### Exercise details
From the first line to the last, reproduce the records exactly as they appear below.
-------- Entries supplied --------
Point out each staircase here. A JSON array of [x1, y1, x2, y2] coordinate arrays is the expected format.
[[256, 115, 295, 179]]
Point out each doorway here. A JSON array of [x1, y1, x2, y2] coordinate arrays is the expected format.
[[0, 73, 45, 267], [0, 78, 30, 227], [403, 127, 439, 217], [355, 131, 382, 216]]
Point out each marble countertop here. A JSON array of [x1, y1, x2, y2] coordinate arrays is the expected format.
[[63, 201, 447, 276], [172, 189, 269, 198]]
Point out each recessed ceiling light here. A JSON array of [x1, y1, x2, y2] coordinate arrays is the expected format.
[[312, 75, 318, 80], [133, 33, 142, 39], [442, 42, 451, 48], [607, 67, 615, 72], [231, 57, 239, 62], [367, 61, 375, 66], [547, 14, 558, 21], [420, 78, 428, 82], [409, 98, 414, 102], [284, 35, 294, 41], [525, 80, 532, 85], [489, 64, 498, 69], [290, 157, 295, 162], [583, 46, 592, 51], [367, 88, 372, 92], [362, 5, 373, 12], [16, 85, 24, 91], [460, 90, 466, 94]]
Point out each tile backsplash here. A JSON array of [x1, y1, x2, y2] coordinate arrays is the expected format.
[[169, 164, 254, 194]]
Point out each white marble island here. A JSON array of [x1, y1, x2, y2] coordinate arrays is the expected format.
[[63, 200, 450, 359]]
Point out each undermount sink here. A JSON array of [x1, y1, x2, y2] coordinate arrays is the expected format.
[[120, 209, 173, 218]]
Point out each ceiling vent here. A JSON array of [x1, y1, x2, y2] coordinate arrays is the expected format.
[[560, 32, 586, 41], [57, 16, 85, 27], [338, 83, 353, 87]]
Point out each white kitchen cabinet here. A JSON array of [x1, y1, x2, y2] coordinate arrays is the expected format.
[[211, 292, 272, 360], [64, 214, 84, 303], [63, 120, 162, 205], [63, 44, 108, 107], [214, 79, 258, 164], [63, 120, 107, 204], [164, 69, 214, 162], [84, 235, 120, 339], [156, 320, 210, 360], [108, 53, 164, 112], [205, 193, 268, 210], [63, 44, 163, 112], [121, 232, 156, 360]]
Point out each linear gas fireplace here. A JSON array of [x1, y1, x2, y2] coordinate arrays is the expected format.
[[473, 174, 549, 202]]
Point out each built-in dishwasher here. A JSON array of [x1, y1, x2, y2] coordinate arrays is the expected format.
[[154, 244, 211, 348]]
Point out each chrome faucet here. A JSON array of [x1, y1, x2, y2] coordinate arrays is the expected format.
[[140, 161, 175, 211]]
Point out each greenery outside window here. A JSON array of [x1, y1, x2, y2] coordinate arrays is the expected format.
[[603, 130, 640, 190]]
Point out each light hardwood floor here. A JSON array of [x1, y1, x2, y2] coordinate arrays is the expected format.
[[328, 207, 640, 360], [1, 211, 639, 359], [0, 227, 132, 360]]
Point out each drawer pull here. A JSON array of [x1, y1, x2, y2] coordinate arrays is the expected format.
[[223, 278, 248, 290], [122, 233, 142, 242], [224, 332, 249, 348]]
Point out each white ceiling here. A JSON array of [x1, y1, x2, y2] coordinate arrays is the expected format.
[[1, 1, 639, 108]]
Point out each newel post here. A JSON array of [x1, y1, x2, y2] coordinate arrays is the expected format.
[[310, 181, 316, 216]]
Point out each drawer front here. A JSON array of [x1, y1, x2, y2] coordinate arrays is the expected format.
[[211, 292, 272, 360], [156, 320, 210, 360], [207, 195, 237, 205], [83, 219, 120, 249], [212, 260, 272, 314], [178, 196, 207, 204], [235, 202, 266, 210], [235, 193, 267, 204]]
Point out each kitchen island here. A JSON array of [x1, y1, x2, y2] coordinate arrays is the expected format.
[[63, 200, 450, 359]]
--------
### Task result
Point out each staircase here. A JSON array of [x1, y1, x2, y2] coordinate arrays is the expected format.
[[256, 115, 295, 179]]
Point out each doorway here. A JSON array of [x1, y1, x2, y2] coordinate arrays is the expected format.
[[0, 73, 45, 267], [0, 78, 30, 227], [403, 127, 439, 217], [355, 131, 382, 216]]
Point out each marble countertop here. A JSON array of [x1, y1, x2, y2] coordinate arrays is the expected format.
[[63, 201, 447, 276], [172, 189, 269, 198]]
Point out each recessed ceiling light here. A JSON array of [x1, y1, x2, y2] coordinate arrays is the expected format.
[[312, 75, 318, 80], [133, 33, 142, 39], [442, 42, 451, 48], [607, 67, 615, 72], [231, 57, 239, 62], [367, 61, 375, 66], [547, 14, 558, 21], [420, 78, 428, 82], [409, 98, 414, 102], [284, 35, 294, 41], [525, 80, 532, 85], [489, 64, 498, 69], [290, 157, 295, 162], [583, 46, 592, 51], [367, 88, 372, 92], [362, 5, 373, 12], [16, 85, 24, 91], [460, 90, 466, 94]]
Point out each tile backsplash here. A JSON array of [x1, y1, x2, y2] coordinate arrays is the expected format.
[[169, 164, 254, 194]]
Point out each white marble island here. A JSON array of [x1, y1, x2, y2] coordinate arrays is the expected format.
[[63, 200, 450, 359]]
Point out each undermount sink here. A JSON array of [x1, y1, x2, y2] coordinate arrays is the expected format.
[[120, 209, 173, 218]]
Point out each ceiling vent here. A JSON array of [x1, y1, x2, y2] coordinate arrays is the expected format.
[[560, 32, 586, 41], [57, 16, 85, 27], [338, 83, 353, 87]]
Point out each white kitchen cabinet here. A JSON array of [x1, y1, x2, y2] coordinate arrays is the expected format.
[[211, 292, 272, 360], [64, 214, 84, 303], [63, 120, 162, 205], [63, 44, 108, 107], [214, 79, 258, 164], [63, 120, 107, 204], [164, 69, 214, 162], [84, 235, 120, 339], [156, 320, 210, 360], [108, 53, 164, 112], [205, 193, 268, 210], [63, 44, 163, 112], [121, 232, 156, 360]]
Point out each linear gas fireplace here. A JSON array of [x1, y1, x2, y2] coordinate arrays is the expected format.
[[473, 174, 549, 202]]
Point out each built-in dishwasher here. A JSON array of [x1, y1, x2, y2] coordinate arrays is the expected format.
[[154, 244, 211, 348]]
Point out each chrome faucet here. A JSON array of [x1, y1, x2, y2] coordinate arrays is the expected format.
[[140, 161, 175, 211]]
Point out each greenery outside window here. A JSON array of [x1, y1, x2, y2] coordinate arrays is the expected format.
[[603, 130, 640, 190]]
Point out each light hardwood floor here. A JSON array of [x1, y1, x2, y2] coordinate arrays is the expected format.
[[328, 207, 640, 360], [1, 211, 639, 359], [0, 227, 132, 360]]
Point out each drawer pull here. A JSON array of [x1, y1, x2, y2] coordinate arrays is the expected format.
[[223, 278, 248, 290], [122, 233, 142, 242], [224, 332, 249, 348]]
Point out each white ceiling here. A JSON array of [x1, y1, x2, y2] coordinate arrays is the expected format.
[[1, 1, 639, 108]]
Point out each newel post here. A JSON array of [x1, y1, x2, y2] coordinate arrays is the expected format.
[[310, 181, 316, 216]]
Point out each drawer front here. A JSON array of [x1, y1, x2, y2] coordinate arrays is the expected format.
[[211, 292, 272, 360], [156, 320, 210, 360], [207, 195, 237, 205], [83, 219, 120, 249], [212, 260, 272, 314], [178, 196, 207, 204], [235, 202, 266, 210], [235, 193, 267, 204]]
Point out each kitchen island here. A JSON array of [x1, y1, x2, y2] coordinate arrays is the expected format.
[[63, 200, 450, 359]]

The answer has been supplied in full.